• EXERCISE INPUTS:
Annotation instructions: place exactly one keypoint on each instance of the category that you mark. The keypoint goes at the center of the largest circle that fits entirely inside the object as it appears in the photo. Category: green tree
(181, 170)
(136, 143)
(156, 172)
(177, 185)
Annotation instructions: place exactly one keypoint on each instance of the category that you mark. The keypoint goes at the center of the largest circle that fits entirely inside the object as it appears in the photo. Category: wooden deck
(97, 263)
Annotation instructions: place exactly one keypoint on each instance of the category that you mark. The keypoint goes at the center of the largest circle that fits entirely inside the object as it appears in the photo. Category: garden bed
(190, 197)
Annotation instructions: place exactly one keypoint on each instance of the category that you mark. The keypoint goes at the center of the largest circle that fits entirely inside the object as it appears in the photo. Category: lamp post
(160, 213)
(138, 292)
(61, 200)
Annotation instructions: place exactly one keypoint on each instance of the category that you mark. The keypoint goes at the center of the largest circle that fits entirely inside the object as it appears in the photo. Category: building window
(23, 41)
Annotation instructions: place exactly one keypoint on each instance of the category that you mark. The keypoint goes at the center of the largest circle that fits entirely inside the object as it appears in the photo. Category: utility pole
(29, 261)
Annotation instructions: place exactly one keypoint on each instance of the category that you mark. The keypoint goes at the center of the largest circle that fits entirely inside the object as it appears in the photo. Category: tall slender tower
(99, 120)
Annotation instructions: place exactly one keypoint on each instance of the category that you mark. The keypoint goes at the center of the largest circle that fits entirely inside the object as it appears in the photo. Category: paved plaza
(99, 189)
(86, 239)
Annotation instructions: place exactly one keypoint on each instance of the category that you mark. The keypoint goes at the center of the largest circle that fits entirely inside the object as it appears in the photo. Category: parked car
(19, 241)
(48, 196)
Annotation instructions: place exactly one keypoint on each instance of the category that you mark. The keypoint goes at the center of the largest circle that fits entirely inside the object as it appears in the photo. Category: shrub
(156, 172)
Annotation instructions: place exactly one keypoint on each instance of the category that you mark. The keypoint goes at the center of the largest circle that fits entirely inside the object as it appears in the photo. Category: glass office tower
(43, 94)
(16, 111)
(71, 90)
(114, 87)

• SET TASK: Repeat each of the entries above precisely as given.

• RESPONSE:
Annotation instructions: place exactly one keypoint on each instance of the category that you mark. The keypoint goes at the center of the largest circle that fits entirely inside the object as it appears in the photo. Category: green tree
(181, 170)
(136, 143)
(156, 172)
(177, 185)
Annotation instructions: place exactly one keypoint on each instance of the category that you mark. The keypoint goes at the center of the largest circle that fits entirely inside the object as it appears in the photo. Category: wooden deck
(97, 263)
Annotation instructions: place exactly one keypoint on each instance of the category that you mark. The keypoint goes at the center of the largest circle that fits entirely inside the object as it appears in the photo. Category: garden bed
(190, 197)
Annotation instructions: place exactly one keypoint on each instance of the category that you mark. The keypoint goes at the center of the largest circle that fits entirely inside the object as it appears in the photo. Category: lamp post
(160, 213)
(138, 292)
(61, 200)
Annotation instructions: place exactly one keypoint on each instance of the category that you mark. The keypoint goes at the center of the largest circle that fits entirely inside the object as it appears in the photo. Category: building window
(23, 41)
Annotation instructions: place exactly one keypoint on each instance of the category that you mark. The keypoint goes at the center of the largest circle that fits entirely inside the object as it appears in the photo. Category: utility pole
(29, 261)
Annotation instructions: place exactly one keypoint on each instance of the category that you mark. The keypoint goes at the center of the largest circle that fits entirely inside the object as it appears in the photo. Category: tall slender tower
(99, 120)
Annotation instructions: place exactly one keypoint on each instance of the category that you mark. The keypoint goes at the center of the largest circle that fits entirely inside the object as it appears in the photo. Category: paved plaza
(99, 189)
(86, 239)
Annotation instructions: place exactly one keypoint on each instance of the category that you mark. The keypoint goes at the center of the largest circle that fits entirely inside the object as it appears in the photo. Category: parked car
(19, 241)
(48, 196)
Annotation instructions: place exactly one keypoint on each instance of the category that you mark. The keypoint goes at the center of the largest circle that fits entirely inside the object as it appears in the photo. Category: shrub
(156, 172)
Annotation instructions: place exactly one keypoint on each instance of the category that you mark. The keypoint goes at the center of the largest circle that fits entirely inside the object as it appears in the photo. Category: glass office tower
(43, 94)
(16, 111)
(71, 90)
(114, 87)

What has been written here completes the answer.